__Provided passage__
The most important implications of the above are that:

(a) learners need to practise a lot more listening than they typically do at present, day in, day out. This is fundamental. Ideally, teachers would put a lot of effort in promoting independent listening outside lesson time for pleasure or at least through homework;

(b)  again: listening micro-skills, especially decoding skills, must be taught (I will deal with this point more extensive in my next post)

(c) the core language items must be recycled extensively through listening/speaking across as many contexts as possible -not simply reading and writing – for the reasons outlined in point 3 above (ease of retrieval depending on an individual’s processing history of each language item acquired).

__Given task A__
Name every language skill the listening passage mentions.
__Given task B__
According to the listening passage, what does ease of retrieval depend on?
__Given task C__
Reproduce the listening passage verbatim, starting with "(a) learners need" and going on through "language item acquired).".

__Provided information__
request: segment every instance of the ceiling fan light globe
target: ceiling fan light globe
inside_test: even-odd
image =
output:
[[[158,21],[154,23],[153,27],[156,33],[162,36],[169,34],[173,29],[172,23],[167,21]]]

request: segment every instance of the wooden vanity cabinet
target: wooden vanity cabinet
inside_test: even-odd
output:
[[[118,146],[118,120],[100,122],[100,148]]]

==

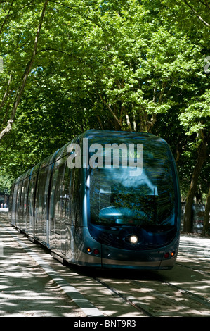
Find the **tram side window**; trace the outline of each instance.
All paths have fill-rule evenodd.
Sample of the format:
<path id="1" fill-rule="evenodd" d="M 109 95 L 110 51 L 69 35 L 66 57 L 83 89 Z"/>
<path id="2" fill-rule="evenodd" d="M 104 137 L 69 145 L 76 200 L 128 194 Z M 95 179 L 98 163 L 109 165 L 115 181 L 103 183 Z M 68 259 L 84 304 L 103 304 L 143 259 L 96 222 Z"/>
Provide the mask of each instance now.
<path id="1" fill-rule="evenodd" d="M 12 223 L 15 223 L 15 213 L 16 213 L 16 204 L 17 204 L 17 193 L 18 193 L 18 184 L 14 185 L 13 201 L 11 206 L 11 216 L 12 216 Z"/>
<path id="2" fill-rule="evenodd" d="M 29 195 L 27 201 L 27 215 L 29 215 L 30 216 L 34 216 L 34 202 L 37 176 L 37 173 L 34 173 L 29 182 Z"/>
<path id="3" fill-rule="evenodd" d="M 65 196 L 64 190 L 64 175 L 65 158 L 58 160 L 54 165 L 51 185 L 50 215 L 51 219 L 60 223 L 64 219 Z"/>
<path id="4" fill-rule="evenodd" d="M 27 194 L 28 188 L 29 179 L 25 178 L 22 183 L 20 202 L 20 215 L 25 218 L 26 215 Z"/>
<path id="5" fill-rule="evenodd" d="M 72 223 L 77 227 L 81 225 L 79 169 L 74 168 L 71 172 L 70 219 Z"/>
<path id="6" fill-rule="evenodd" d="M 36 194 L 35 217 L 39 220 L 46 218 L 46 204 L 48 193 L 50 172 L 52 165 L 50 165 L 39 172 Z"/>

...

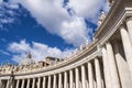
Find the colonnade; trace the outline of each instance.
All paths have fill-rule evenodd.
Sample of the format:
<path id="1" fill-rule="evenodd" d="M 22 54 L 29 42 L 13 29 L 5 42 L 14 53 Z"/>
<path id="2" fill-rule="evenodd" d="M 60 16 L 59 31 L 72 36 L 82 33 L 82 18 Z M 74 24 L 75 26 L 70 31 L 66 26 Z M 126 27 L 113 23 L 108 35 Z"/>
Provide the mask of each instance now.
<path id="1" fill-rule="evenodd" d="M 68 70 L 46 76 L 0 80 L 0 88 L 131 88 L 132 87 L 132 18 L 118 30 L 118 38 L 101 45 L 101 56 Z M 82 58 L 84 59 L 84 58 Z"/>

__Written reply A__
Listening, speaking, reading, writing

__Written reply B__
An individual's processing history of each language item acquired.

__Written reply C__
(a) learners need to practise a lot more listening than they typically do at present, day in, day out. This is fundamental. Ideally, teachers would put a lot of effort in promoting independent listening outside lesson time for pleasure or at least through homework;

(b)  again: listening micro-skills, especially decoding skills, must be taught (I will deal with this point more extensive in my next post)

(c) the core language items must be recycled extensively through listening/speaking across as many contexts as possible -not simply reading and writing – for the reasons outlined in point 3 above (ease of retrieval depending on an individual’s processing history of each language item acquired).